#### DATA LISTING

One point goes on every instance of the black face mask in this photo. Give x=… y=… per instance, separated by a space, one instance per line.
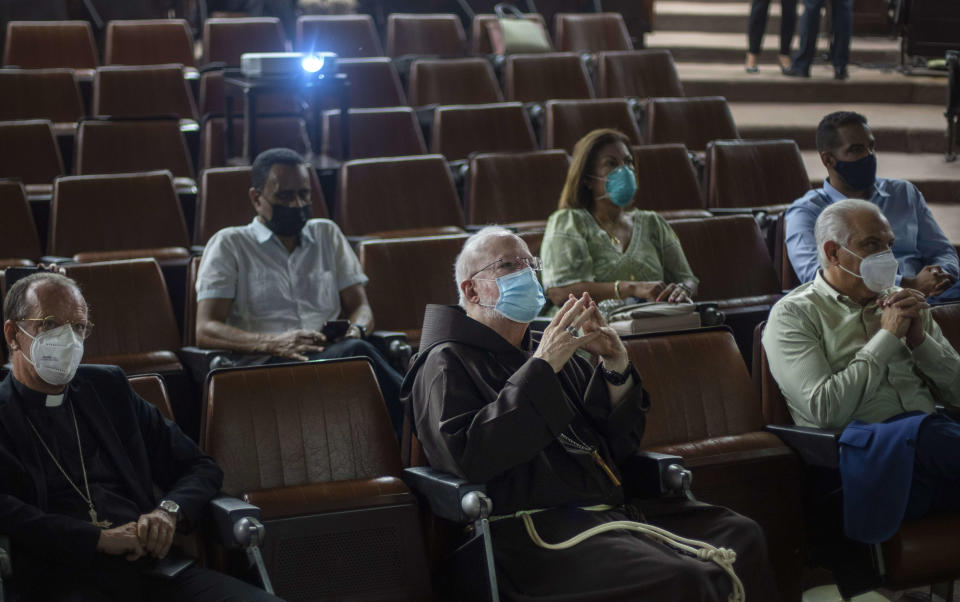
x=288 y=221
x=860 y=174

########
#### DATA LISTING

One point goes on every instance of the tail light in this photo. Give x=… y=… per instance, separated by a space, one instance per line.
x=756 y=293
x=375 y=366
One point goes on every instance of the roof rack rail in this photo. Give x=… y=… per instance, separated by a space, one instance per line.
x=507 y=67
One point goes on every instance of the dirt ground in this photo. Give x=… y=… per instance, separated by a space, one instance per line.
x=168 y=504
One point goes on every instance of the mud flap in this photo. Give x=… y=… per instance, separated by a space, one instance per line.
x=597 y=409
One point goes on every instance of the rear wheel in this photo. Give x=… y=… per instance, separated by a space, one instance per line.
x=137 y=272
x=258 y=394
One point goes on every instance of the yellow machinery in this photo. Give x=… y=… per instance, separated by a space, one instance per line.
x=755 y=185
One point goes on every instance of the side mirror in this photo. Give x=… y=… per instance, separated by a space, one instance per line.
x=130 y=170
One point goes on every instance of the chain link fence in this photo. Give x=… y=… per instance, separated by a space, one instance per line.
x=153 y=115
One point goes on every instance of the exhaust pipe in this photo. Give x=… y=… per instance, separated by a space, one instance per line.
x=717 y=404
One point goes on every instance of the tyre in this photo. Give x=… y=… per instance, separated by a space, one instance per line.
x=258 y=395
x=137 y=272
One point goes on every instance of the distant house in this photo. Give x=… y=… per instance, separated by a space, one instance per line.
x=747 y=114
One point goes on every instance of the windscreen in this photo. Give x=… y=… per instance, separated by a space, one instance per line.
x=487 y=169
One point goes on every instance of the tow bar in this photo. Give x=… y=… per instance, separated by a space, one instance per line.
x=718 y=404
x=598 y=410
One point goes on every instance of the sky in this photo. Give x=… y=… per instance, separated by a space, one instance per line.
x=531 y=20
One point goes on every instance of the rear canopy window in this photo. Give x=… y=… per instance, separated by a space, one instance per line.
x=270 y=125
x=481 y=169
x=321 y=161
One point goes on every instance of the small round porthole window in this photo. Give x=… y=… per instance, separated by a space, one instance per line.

########

Print the lines above word for word, starting at the line that contains "One point goes on every instance of the side" and ending after the line that contains "x=321 y=161".

● THE ANSWER:
One point goes on every instance of the side mirror in this photo. Give x=… y=… per instance, separated by a space, one instance per line.
x=130 y=170
One point goes on every instance of the chain link fence in this photo. Give x=… y=… per instance, separated by a space, one instance per line.
x=153 y=115
One point goes on every instance of the exhaust pipe in this photo. Give x=… y=… per instance, separated by a space, one instance per line.
x=717 y=404
One point goes on every instance of the tyre in this photo. Give x=… y=… per instance, separated by a space, one instance per line.
x=258 y=395
x=137 y=272
One point goes on every instance of the distant house in this photo. Give x=… y=… per instance, separated by a space, one instance per line.
x=747 y=114
One point goes on every instance of the windscreen in this photo. Give x=… y=… per instance, separated by a space, one instance per line.
x=487 y=169
One point goes on every instance of the tow bar in this photo. Give x=… y=… per instance, separated by a space, one instance per line.
x=718 y=404
x=598 y=410
One point goes on every instance of the sky in this photo. Give x=… y=… per instance, separated by a space, one instance per line.
x=531 y=20
One point goes on every instance of the rear canopy window in this photo. Give x=… y=… per instance, separated by a space, one instance per line.
x=270 y=125
x=481 y=169
x=321 y=161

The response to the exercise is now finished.